Darius Milhaud - Biography - Catalogue de Fleurs

 

Darius Milhaud

1892-1974

Milhaud was born in Aix-en-Provence into one of oldest Southern-French Jewish families, which could trace their ancestry back to the C10th. His father, an almond exporter, was the accompanist for the Aix Music Society and his Italian mother was a professionally trained contralto, who understood the discipline required to make a career in music.
 
At the age of 7 Milhaud began studying the violin. He had wanted to start sooner but doctors were prescribing rest and tranquillity for his ill health, which would always be part of his life. His mother instilled in him the strong self-disciplined needed to be a musician, and supervised his homework and practising. Both his parents supported his musical aspirations and sent him to classes at Paris Conservatoire. He went to live in Paris in 1909 but returned to Aix regularly.
 
He loved to listen to the hum of conversation and songs of the workers in the field. He found his first inspirations at his grandmother’s country house. The smells and colours of the kitchen garden, the Mediterranean flowers and trees, the beauty of the ornamental pond and the views of countryside, all formed lasting impressions on his personality and his music. Provence was etched on his subconscious and the rugged Provençal hills of Aix are as evocative in his music as they are in the paintings of Cézanne. 

In a few bars of music Milhaud was able to unfold this vivid landscape of intense heat and iridescent light, village gardens and vineyards, the azure seas and the sounds of animals people working the land. His music grew out of this landscape. He wrote what he heard, saw and felt, however he did not compose musical picture postcards. Provence, for Milhaud was the nexus of Byzantium and the New World.
 
“It is both wild and orderly, like the landscape of Tuscany but more glowing; for along with grapevines and almond trees, the red, charred soil is overlaid with the wind-shifted grey or silver haze of olive orchards… Around a bend in the road, all of a sudden, in a hollow, is ‘yellow’ Aix, or rather ‘russet’ Aix, basking in the sunlight. It seems as though its rays penetrate the very heart of the stones, baking them thoroughly... The abrasive sunlight, more than the Mistral, has eaten away the trimming on balconies and cornices. What an ode to summer the spectacle of this town is, glowing in the sun and dust, framed by yellow vegetation and ruddy earth: what an affirmation! Many other delights await the person who searches further into the byways of the city and discovers the secrets of life that emanate from them. Above all, he will be aware of contrasts: though Aix may be a symphony composed to the glory of the sun, there is also, beneath its plane trees, the deepest possible shade…the splashing water from mossy fountains, located at every street-corner, murmurs unceasingly. As shadow complements the brilliance of sunlight, so water satisfies this thirsty earth: where can this special equilibrium, this balance of contrasting passions, be better observed?” Paul Collaer.

Excerpt from a dataset

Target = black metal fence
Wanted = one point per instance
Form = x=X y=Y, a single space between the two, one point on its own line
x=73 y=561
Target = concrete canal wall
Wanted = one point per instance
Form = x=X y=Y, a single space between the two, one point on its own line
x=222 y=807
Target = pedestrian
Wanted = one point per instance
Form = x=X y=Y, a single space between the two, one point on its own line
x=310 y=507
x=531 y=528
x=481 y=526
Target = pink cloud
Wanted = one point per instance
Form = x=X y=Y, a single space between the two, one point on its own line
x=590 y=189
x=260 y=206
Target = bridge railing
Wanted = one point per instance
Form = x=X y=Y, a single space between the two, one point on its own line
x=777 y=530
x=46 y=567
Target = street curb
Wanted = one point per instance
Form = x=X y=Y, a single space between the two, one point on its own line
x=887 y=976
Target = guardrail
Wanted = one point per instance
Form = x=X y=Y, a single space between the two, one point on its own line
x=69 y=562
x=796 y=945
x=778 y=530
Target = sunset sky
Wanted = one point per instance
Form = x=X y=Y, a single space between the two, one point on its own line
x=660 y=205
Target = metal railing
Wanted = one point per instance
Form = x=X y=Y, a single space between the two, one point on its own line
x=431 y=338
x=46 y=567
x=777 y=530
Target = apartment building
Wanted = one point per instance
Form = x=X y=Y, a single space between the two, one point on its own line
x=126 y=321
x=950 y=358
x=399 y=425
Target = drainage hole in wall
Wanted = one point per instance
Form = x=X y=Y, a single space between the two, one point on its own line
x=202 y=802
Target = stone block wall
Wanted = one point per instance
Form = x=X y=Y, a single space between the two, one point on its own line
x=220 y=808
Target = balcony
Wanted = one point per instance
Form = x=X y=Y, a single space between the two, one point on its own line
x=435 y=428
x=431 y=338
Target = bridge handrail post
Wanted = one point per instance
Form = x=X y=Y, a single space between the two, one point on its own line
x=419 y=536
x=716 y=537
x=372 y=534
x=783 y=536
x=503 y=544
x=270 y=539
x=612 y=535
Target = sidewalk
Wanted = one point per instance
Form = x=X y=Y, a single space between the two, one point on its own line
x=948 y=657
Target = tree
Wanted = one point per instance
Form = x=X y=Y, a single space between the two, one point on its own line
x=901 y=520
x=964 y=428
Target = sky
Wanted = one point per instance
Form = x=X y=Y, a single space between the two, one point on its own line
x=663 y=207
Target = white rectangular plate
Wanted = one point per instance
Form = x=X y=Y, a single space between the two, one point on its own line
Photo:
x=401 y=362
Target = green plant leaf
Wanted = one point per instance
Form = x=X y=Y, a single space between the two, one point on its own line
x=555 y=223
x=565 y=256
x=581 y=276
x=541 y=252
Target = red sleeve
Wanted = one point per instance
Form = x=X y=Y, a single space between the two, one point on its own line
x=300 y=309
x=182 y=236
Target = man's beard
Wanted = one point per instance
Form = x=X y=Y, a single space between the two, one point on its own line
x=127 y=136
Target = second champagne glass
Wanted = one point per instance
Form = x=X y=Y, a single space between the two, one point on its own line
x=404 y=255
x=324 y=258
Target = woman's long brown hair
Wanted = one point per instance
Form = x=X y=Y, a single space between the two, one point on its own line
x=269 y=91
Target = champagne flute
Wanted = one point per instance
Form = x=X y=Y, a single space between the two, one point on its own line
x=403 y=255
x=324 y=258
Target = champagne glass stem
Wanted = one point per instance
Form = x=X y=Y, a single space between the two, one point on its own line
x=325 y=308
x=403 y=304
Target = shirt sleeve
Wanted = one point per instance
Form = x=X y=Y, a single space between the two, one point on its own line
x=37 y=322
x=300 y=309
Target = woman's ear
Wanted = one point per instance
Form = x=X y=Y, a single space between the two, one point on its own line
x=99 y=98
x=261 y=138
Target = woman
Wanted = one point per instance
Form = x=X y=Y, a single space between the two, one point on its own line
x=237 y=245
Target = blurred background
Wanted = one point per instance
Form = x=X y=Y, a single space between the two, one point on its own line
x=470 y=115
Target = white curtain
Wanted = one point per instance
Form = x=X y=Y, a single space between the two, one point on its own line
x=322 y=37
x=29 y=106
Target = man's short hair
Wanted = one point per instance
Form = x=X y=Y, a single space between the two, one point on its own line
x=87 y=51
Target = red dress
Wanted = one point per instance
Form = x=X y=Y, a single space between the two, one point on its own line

◆ Exercise A: According to the Darius Milhaud biography, what was his father's occupation?
◆ Exercise B: Continue the Darius Milhaud biography from the point where it ends.

◆ Task response A: He was an almond exporter.

◆ Task response B:
His open, friendly personality made him welcome at the Paris salons, where he met Ravel and the singer Jane Bathori and met the other members of the group that would become known as ‘Les Six’. In 1913 the publisher Durand approached him about his Quartet and he got his first contract the next day. It was Durand who sent him to his only meeting with Debussy for advice on certain aspects. The Princess de Polignac heard his music at a soirée and became a devoted supporter. He also met the poet-diplomat Paul Claudel, who would be the catalyst for Milhaud’s lifelong passion for travel. They visited Germany and Switzerland together and would soon embark on an adventure that would earn Milhaud the epithet of ‘Le Globetrotter’.
 
At the outbreak of World War One his friends and relatives came to Aix to take refuge. Milhaud was rejected for military service because of his ill health and he returned to Paris. All his friends were serving at the front, so he entered the Conservatoire’s Lepaulle prize and won the only prize in his life with a sonata for two violins. Every day he visited his cousin Madeleine and often went out with her to keep her company during air raids. Determined to do his bit for the war effort, he joined the Foyer Franco-Belge, which assisted refugees by giving them money and work. He organised series of concerts to raise funds.
 
He returned to Aix in 1915, briefly calling on Claudel, who was taking a vacation from his job as commercial attaché at the Embassy in Rome. The death of some of his friends had grieved him deeply and he left the Foyer to join the Maison de la Presse and propaganda services. Milhaud was then attached to the Army photographic service.
 
In 1916 Claudel invited him to go with him to Rio de Janeiro as his secretary, and Milhaud eagerly seized the opportunity. This experience opened new musical horizons and began his fascination with Latin American rhythms and music. Milhaud’s subsequent multi-tonal experiments in his music were inspired by the sounds and nature of this tropical country at night: “I would feel rays and tremors converging on me from all points in the sky and from below ground, simultaneous musics rushing towards me from all different directions.”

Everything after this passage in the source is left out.